───── Input records

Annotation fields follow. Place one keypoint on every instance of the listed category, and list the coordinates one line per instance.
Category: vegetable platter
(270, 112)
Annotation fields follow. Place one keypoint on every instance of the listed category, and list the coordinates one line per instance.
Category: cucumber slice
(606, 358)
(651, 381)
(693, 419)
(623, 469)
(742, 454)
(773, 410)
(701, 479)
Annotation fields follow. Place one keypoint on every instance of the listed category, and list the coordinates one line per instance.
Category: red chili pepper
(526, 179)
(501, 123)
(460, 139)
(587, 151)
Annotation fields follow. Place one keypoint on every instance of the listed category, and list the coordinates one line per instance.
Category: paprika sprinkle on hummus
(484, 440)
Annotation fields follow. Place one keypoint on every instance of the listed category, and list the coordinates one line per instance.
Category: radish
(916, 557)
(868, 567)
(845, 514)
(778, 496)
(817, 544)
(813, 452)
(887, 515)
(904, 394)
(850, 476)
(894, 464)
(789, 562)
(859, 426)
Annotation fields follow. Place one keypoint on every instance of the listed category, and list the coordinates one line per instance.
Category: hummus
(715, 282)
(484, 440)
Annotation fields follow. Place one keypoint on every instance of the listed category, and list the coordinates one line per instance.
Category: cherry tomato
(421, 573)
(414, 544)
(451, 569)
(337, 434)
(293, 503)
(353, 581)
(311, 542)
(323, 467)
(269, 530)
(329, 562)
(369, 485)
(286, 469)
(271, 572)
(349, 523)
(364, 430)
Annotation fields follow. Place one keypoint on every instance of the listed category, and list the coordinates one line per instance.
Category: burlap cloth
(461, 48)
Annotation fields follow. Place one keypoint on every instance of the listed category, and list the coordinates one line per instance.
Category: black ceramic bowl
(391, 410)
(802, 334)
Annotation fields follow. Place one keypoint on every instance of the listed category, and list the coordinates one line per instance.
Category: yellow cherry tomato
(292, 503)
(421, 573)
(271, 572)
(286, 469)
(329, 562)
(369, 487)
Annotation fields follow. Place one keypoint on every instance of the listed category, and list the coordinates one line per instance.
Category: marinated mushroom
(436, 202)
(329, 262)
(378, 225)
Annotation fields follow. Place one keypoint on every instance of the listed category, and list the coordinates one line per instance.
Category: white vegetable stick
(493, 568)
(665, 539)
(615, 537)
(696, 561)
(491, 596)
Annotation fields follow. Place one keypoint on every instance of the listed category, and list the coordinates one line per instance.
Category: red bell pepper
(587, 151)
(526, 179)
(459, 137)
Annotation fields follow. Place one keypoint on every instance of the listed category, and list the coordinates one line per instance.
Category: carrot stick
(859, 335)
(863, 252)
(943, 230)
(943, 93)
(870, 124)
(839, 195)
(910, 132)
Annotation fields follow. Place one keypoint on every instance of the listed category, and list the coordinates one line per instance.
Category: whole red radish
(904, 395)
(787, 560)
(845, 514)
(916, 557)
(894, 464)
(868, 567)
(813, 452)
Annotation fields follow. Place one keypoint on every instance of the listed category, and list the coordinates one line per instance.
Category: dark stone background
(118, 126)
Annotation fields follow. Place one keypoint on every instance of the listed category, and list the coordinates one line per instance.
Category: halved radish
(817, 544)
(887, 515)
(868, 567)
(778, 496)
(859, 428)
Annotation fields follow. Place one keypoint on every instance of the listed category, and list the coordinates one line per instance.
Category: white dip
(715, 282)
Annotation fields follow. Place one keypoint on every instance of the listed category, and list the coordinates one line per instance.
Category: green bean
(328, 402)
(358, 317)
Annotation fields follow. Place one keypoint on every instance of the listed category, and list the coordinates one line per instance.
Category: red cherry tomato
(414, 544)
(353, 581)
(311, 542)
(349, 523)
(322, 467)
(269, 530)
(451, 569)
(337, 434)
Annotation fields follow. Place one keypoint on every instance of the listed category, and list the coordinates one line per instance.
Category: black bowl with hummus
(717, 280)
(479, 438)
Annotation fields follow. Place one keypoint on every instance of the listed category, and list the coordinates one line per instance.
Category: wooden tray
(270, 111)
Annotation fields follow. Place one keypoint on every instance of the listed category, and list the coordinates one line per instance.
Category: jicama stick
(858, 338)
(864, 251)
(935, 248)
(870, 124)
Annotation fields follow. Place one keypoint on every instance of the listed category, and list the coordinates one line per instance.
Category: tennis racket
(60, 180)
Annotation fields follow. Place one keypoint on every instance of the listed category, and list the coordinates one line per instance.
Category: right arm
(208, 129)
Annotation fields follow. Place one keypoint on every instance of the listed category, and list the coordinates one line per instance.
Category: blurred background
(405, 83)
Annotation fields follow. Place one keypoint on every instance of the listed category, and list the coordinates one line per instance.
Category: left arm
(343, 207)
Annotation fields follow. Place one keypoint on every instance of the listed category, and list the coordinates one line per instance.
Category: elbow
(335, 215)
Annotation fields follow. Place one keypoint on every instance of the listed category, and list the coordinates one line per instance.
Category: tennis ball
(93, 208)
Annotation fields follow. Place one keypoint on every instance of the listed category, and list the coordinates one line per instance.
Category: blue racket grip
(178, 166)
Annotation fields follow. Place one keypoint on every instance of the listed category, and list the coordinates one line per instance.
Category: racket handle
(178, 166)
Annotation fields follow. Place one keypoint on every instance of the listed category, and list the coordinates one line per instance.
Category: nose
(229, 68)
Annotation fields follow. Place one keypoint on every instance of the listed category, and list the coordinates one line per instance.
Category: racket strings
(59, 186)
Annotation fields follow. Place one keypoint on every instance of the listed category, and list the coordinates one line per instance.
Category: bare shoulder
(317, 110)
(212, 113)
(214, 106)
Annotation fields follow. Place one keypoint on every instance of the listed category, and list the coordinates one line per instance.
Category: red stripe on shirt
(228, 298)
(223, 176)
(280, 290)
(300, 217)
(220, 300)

──────────

§ **Instructions for the task**
Go through the listing and copy all of it exactly.

§ **Completed task**
Annotation fields follow. Place one keypoint on every instance of the listed category, and list the coordinates one line per instance.
Category: vegetable platter
(270, 112)
Annotation fields follow. Place one keypoint on every instance of the listed category, and list the coordinates one line per instance.
Category: cucumber slice
(606, 358)
(651, 381)
(693, 419)
(623, 469)
(742, 454)
(773, 410)
(701, 479)
Annotation fields follow. Place one keypoint on every instance of the listed category, and list the coordinates one line per instance.
Category: red chili pepper
(526, 179)
(501, 123)
(460, 139)
(587, 151)
Annotation fields follow. Place one keypoint on every instance of the listed category, and list the coordinates one line per instance.
Category: paprika sprinkle on hummus
(484, 440)
Annotation fields follow. Place one keypoint on every instance of the listed category, and list the coordinates one line per instance.
Category: radish
(916, 557)
(868, 567)
(845, 514)
(778, 496)
(817, 544)
(813, 452)
(887, 515)
(904, 394)
(850, 476)
(894, 464)
(789, 562)
(859, 426)
Annotation fields follow. Place one keypoint on every instance of the listed category, and list the coordinates one line per instance.
Category: hummus
(715, 282)
(484, 440)
Annotation fields follow. Place one keypoint on every instance of the listed category, and list the coordinates one line per instance.
Category: cherry tomato
(421, 573)
(414, 544)
(451, 569)
(337, 434)
(293, 503)
(353, 581)
(311, 542)
(323, 467)
(269, 530)
(329, 562)
(369, 485)
(286, 469)
(271, 572)
(349, 523)
(364, 430)
Annotation fields follow. Place one keypoint on every instance of the listed category, and list the coordinates one line per instance.
Category: burlap cloth
(461, 48)
Annotation fields follow. Place one keypoint on every instance of the listed category, and list the coordinates one line per instance.
Category: black ceramic bowl
(391, 410)
(802, 334)
Annotation fields follow. Place one keypoint on every instance of the listed category, and list the coordinates one line per instance.
Category: yellow cherry tomato
(292, 503)
(421, 573)
(271, 572)
(286, 469)
(329, 562)
(369, 487)
Annotation fields follow. Place one keypoint on every instance of the listed category, and list the coordinates one line per instance.
Category: marinated mushroom
(436, 202)
(329, 262)
(378, 225)
Annotation fields follow. Place one keypoint on every instance of the listed category, and list the coordinates one line per instance.
Category: white vegetable stick
(493, 568)
(665, 539)
(615, 537)
(696, 561)
(491, 596)
Annotation fields follow. Place one keypoint on every instance of the listed category, and list the coordinates one line per instance.
Category: red bell pepper
(587, 151)
(526, 179)
(459, 137)
Annotation fields follow. Place one keypoint on every instance of the listed category, and list the coordinates one line per instance.
Category: carrot stick
(859, 335)
(863, 252)
(943, 230)
(943, 93)
(870, 124)
(839, 195)
(910, 132)
Annotation fields follow. Place one keypoint on every instance of the listed category, and list the coordinates one line per instance.
Category: whole red radish
(904, 395)
(787, 560)
(845, 514)
(916, 557)
(894, 464)
(868, 567)
(813, 452)
Annotation fields follow. Place one keypoint on every instance of the listed category, and list the coordinates one line per instance.
Category: dark stone background
(118, 126)
Annotation fields follow. Place one keypoint on every instance of the listed category, and list the coordinates one line per instance.
Category: halved radish
(817, 544)
(887, 515)
(868, 567)
(778, 496)
(859, 428)
Annotation fields follow. Place one keypoint on every instance of the listed category, and list the coordinates one line per instance.
Category: white dip
(715, 282)
Annotation fields follow. Place one keypoint on every instance of the listed category, and list the coordinates one line per instance.
Category: green bean
(328, 402)
(358, 317)
Annotation fields follow. Place one keypoint on every instance of the listed category, and list the coordinates one line per instance.
Category: red cherry tomato
(414, 544)
(353, 581)
(311, 542)
(349, 523)
(322, 467)
(269, 530)
(451, 569)
(337, 434)
Annotation fields follow. Place one keypoint on every instance of the listed category, and list the coordinates one line per instance.
Category: black bowl with hummus
(717, 280)
(479, 438)
Annotation fields follow. Place one keypoint on every instance of the listed category, and list the coordinates one line per instance.
Category: wooden tray
(270, 111)
Annotation fields follow. Place one keypoint on every instance of the listed category, and list the coordinates one line per instance.
Category: jicama stick
(858, 338)
(864, 251)
(935, 248)
(870, 124)
Annotation fields follow. Place one keypoint on every instance of the listed category, and list the coordinates one line per instance.
Category: tennis racket
(60, 180)
Annotation fields follow. Place one keypoint on every instance of the listed category, and list the coordinates one line per instance.
Category: right arm
(208, 129)
Annotation fields follow. Place one keypoint on every instance of the listed category, and list the coordinates one line per instance.
Category: blurred background
(405, 83)
Annotation fields follow. Place one keypoint on every instance of the listed category, and list the coordinates one line per instance.
Category: left arm
(343, 207)
Annotation fields follow. Place one keypoint on every instance of the listed category, and list the coordinates one line per instance.
Category: elbow
(335, 215)
Annotation fields follow. Place one keypoint on every instance of the listed category, and list the coordinates one line per instance.
Category: tennis ball
(93, 208)
Annotation fields follow. Place one keypoint on every instance of the listed category, and list the coordinates one line per instance.
Category: blue racket grip
(178, 166)
Annotation fields follow. Place one keypoint on every instance of the listed category, and list the coordinates one line per instance.
Category: racket handle
(178, 166)
Annotation fields follow. Place one keypoint on every instance of the listed category, and list the coordinates one line per instance.
Category: nose
(229, 68)
Annotation fields follow. Place one keypoint on every instance of the listed category, and list the coordinates one line per instance.
Category: racket strings
(59, 186)
Annotation fields follow. Place one keypoint on every instance of the listed category, and list the coordinates one line per instance.
Category: bare shoulder
(317, 110)
(212, 113)
(214, 106)
Annotation fields follow. Place one keypoint on every instance of the listed category, and list the coordinates one line per instance.
Category: red stripe on shirt
(228, 298)
(223, 176)
(280, 290)
(300, 217)
(220, 300)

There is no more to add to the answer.